Task input START

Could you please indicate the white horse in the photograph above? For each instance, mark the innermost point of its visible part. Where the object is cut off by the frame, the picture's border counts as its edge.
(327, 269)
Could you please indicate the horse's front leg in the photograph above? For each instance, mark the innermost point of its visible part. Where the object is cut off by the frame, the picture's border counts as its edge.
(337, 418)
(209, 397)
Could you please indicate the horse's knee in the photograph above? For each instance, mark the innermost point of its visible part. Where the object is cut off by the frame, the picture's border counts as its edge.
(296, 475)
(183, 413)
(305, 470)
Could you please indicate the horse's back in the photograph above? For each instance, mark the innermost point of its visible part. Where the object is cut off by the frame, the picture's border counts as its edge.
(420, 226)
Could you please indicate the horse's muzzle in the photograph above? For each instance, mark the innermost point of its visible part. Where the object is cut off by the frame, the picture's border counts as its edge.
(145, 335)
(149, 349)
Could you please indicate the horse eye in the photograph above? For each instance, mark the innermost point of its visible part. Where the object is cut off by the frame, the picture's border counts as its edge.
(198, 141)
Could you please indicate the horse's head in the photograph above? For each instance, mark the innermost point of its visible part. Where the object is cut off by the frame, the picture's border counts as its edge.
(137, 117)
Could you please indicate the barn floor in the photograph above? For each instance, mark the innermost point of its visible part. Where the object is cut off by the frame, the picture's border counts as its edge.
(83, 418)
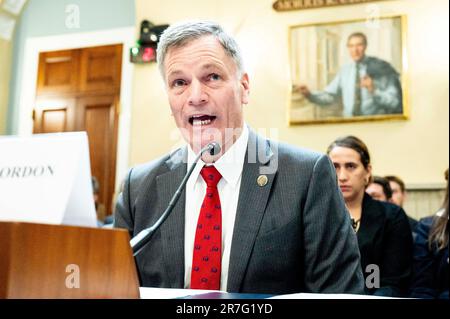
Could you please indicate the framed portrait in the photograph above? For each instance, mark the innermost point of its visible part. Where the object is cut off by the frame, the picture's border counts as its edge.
(348, 71)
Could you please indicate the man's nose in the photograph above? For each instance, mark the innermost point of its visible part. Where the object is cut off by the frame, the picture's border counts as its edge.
(197, 94)
(342, 175)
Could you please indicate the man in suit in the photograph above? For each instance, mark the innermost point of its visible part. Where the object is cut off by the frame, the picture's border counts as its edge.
(258, 217)
(367, 85)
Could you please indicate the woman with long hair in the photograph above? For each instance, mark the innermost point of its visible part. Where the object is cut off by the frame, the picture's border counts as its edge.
(382, 229)
(431, 265)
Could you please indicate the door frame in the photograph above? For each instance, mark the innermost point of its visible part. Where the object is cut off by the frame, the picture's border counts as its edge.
(36, 45)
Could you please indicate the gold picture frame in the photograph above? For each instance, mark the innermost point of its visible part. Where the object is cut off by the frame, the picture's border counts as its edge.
(324, 61)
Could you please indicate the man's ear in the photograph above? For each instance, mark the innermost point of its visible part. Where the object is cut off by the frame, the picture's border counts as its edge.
(245, 86)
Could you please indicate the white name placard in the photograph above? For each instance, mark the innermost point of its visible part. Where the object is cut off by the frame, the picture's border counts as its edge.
(46, 178)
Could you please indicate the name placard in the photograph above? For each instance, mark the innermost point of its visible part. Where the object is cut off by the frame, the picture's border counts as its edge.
(46, 178)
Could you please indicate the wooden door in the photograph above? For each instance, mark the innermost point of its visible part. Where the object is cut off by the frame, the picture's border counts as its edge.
(53, 115)
(97, 115)
(58, 72)
(79, 90)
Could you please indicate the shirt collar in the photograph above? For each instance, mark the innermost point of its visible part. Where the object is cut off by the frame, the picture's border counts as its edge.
(226, 165)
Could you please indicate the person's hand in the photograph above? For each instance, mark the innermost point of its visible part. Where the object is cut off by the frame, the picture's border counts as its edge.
(367, 82)
(303, 89)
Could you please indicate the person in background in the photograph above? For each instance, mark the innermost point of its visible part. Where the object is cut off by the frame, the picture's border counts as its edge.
(431, 265)
(398, 190)
(383, 232)
(380, 189)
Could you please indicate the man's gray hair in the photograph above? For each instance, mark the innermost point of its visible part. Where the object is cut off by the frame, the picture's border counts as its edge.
(181, 34)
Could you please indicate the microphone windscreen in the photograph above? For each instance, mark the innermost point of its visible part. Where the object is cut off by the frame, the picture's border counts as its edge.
(215, 148)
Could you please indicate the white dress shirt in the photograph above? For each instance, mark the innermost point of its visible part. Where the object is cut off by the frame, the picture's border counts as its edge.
(230, 166)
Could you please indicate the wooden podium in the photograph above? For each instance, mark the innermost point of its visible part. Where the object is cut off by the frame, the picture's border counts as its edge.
(53, 261)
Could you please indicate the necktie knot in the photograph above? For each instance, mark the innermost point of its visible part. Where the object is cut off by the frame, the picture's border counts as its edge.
(210, 175)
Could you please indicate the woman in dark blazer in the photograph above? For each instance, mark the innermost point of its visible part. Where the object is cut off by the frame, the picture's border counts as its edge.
(383, 231)
(431, 264)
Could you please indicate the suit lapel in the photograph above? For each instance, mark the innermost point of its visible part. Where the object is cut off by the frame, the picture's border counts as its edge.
(251, 207)
(172, 230)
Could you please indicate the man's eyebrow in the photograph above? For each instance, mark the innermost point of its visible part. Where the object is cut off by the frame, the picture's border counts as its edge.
(211, 66)
(174, 73)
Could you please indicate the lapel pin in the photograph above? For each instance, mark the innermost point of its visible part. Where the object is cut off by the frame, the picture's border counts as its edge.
(262, 180)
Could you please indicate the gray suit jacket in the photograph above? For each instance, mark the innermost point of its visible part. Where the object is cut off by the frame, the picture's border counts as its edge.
(291, 235)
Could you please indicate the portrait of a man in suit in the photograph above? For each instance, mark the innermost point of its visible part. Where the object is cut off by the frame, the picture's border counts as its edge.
(347, 71)
(236, 227)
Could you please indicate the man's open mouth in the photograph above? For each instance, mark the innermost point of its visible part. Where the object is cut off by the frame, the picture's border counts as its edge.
(201, 119)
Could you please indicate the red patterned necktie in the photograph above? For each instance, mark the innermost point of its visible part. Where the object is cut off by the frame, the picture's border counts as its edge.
(207, 258)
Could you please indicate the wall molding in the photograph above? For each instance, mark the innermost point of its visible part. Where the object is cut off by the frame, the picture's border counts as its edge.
(35, 45)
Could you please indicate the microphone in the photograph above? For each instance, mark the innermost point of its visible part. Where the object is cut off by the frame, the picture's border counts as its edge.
(140, 240)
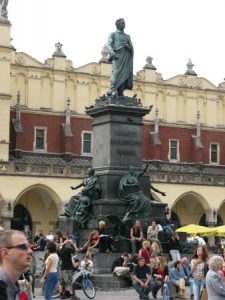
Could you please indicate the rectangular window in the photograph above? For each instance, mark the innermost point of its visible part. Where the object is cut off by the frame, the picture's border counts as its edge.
(40, 136)
(40, 141)
(214, 153)
(174, 150)
(86, 143)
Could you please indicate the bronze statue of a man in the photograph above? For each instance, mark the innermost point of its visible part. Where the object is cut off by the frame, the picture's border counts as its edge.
(3, 8)
(121, 54)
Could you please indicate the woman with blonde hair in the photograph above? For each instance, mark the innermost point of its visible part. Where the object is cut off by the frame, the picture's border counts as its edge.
(155, 248)
(214, 283)
(136, 236)
(199, 267)
(146, 252)
(160, 274)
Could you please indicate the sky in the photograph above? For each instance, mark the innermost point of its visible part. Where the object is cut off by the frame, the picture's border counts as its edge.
(170, 31)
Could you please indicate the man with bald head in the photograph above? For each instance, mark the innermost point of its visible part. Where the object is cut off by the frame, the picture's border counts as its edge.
(15, 259)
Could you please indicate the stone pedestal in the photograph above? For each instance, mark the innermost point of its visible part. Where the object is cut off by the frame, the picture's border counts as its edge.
(117, 135)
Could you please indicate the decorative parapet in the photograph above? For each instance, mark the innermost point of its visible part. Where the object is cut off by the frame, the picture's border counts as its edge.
(185, 173)
(27, 169)
(159, 171)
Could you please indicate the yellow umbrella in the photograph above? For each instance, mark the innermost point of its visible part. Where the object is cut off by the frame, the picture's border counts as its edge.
(194, 229)
(220, 231)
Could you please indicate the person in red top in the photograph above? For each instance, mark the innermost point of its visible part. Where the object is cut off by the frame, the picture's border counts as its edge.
(160, 274)
(92, 242)
(146, 252)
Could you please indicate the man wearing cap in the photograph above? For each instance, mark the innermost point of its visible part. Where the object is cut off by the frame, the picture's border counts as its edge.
(15, 259)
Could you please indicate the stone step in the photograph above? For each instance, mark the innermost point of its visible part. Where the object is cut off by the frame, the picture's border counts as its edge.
(108, 281)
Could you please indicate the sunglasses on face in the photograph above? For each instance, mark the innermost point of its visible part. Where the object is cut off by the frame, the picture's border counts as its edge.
(20, 246)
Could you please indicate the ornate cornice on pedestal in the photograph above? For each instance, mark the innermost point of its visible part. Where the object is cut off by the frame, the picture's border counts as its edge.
(149, 65)
(58, 51)
(105, 54)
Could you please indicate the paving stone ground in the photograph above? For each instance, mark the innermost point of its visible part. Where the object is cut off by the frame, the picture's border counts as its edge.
(125, 294)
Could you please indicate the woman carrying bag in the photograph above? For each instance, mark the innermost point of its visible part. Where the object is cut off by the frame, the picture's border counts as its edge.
(199, 268)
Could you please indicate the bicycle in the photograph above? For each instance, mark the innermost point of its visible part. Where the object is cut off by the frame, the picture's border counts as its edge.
(55, 292)
(86, 284)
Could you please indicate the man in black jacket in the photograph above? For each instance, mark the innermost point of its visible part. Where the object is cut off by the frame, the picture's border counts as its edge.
(121, 266)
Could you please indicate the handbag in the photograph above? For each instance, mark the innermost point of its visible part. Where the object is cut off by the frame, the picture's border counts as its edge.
(204, 294)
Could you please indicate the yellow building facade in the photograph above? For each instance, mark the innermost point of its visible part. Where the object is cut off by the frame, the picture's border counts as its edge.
(44, 88)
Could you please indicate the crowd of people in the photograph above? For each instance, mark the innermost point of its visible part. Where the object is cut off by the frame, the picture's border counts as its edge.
(147, 267)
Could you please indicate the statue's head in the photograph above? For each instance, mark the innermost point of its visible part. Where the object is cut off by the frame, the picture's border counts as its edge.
(90, 171)
(120, 24)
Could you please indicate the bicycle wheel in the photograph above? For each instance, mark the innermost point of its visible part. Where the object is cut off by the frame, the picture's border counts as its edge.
(88, 288)
(55, 292)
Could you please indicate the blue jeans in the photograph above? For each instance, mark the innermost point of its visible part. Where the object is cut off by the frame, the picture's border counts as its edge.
(143, 292)
(198, 285)
(50, 283)
(168, 230)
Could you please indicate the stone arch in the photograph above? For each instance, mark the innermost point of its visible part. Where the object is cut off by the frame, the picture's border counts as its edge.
(180, 108)
(189, 207)
(43, 204)
(221, 211)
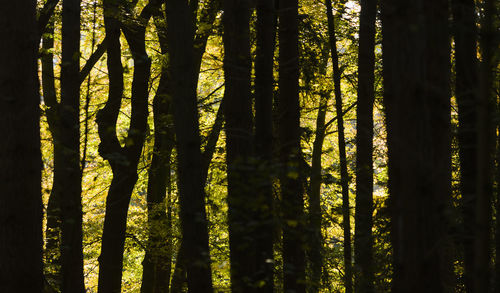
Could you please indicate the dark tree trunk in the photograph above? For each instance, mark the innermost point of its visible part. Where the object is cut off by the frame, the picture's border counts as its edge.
(191, 191)
(123, 160)
(466, 91)
(206, 22)
(363, 238)
(157, 263)
(315, 215)
(344, 176)
(238, 113)
(416, 73)
(179, 277)
(264, 84)
(485, 147)
(289, 149)
(70, 174)
(157, 260)
(20, 158)
(52, 255)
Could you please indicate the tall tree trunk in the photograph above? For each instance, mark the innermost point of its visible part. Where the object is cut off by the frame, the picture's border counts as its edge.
(157, 260)
(205, 24)
(466, 91)
(290, 150)
(239, 143)
(416, 73)
(264, 84)
(123, 160)
(53, 213)
(21, 267)
(485, 147)
(70, 184)
(363, 238)
(189, 158)
(315, 215)
(344, 176)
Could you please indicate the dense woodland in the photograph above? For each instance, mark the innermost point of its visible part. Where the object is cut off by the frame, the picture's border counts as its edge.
(249, 146)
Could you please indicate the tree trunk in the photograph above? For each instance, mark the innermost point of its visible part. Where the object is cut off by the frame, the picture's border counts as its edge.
(485, 147)
(157, 260)
(264, 84)
(52, 262)
(189, 158)
(290, 150)
(466, 91)
(238, 113)
(70, 184)
(417, 102)
(123, 160)
(315, 215)
(157, 263)
(20, 159)
(344, 176)
(363, 238)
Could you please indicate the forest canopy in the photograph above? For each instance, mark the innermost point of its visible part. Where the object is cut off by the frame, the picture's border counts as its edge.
(164, 146)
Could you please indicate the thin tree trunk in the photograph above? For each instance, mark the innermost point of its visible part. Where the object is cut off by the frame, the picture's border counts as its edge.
(179, 277)
(485, 147)
(123, 160)
(70, 184)
(239, 145)
(417, 101)
(53, 214)
(206, 22)
(344, 176)
(315, 215)
(189, 158)
(21, 268)
(363, 238)
(157, 263)
(466, 91)
(264, 84)
(289, 149)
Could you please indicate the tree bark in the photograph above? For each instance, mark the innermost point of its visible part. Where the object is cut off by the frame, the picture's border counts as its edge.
(466, 91)
(20, 158)
(52, 262)
(416, 73)
(344, 176)
(485, 147)
(290, 150)
(189, 158)
(315, 214)
(242, 206)
(123, 160)
(264, 84)
(157, 263)
(363, 238)
(70, 174)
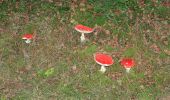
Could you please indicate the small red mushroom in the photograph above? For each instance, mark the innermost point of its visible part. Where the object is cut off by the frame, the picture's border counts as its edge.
(127, 63)
(83, 29)
(103, 60)
(27, 37)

Task input END

**Task description**
Return, exactly as written, only those lines that run from the one with "Could you please indicate the small" to the last line of the data, both of those lines included.

**Exercise answer**
Could you please indicate the small red mushroom in the photograph above? For each instance, mark the innermost point of its visible part. Where the object is cut off by the frame, the picture's border counts as its edge.
(127, 63)
(83, 29)
(103, 60)
(27, 37)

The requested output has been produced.